Reading text:
----------

On Books and Reading… And Writing: Mary Stewart

A good book is hard to find. So hard, in fact, I have taken to re-reading all the good books I have read once before. I find this to be comforting in the same way watching an old movie is comforting or looking at old photo albums is comforting. And while re-reading might sound like going backwards or even just plain blah, it is anything but, it is almost revelatory.

As a person who also likes to write, I am finding that stepping back and taking the time to re-read some of those novels which moved me, inspired me and made me want to write  stories myself, is also an act of discovery. I realize that what I remember about each book is the feeling it left me with. I may or may not remember the character’s names and my memory of the settings and even the plots are fuzzy, like a Monet painting. In re-reading, I am rediscovering the language and the technique of some of the twentieth century’s master story tellers.

Right now, I am re-reading Thornyhold and My Brother Michael by Mary Stewart. I suppose Mary Stewart was considered to be a  middle brow novelist, yesterday’s version of chick lit, but as I re-read these books, I am discovering she was much, much more.

Here is a passage from Thornyhold:

“Now empty your mind as best you can, and look. Without hope, without fear, without memory, and without guile. Just look”

I looked.

My own face, small and distorted. The running light of the river. A flash or blue, the kingfisher. A shoal of black streaks, like tadpoles, but I knew from the screaming in the sky that they were swifts, skimming the tree-tops. Another shoal, white, sailing, tilting, silent as a snow-storm; a flight of doves or pigeons, wheeling and dipping, like a cloud of snow in an old fashioned paperweight. Then crystal, grey as mist, reflecting my eyes and the crimson of my school blazer and the tiny trees behind me.

----------

[Source records]
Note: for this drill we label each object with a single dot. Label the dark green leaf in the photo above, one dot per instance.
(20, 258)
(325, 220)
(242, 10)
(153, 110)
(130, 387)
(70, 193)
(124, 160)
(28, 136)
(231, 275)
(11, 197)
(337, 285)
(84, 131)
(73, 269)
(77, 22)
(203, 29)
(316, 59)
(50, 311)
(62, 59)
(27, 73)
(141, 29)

----------

The tasks:
1. From the passage quoted in the essay on re-reading Mary Stewart, list each thing the reader is told to look without.
2. Answer these questions about the essay on re-reading Mary Stewart:
(a) Which two Mary Stewart novels is the writer re-reading?
(b) What does the writer say their fuzzy memory of the settings and plots is like?
(c) What color is the school blazer reflected in the crystal?

Answers to each task:
1. Hope, fear, memory and guile.

2.
(a) Thornyhold and My Brother Michael.
(b) A Monet painting.
(c) Crimson.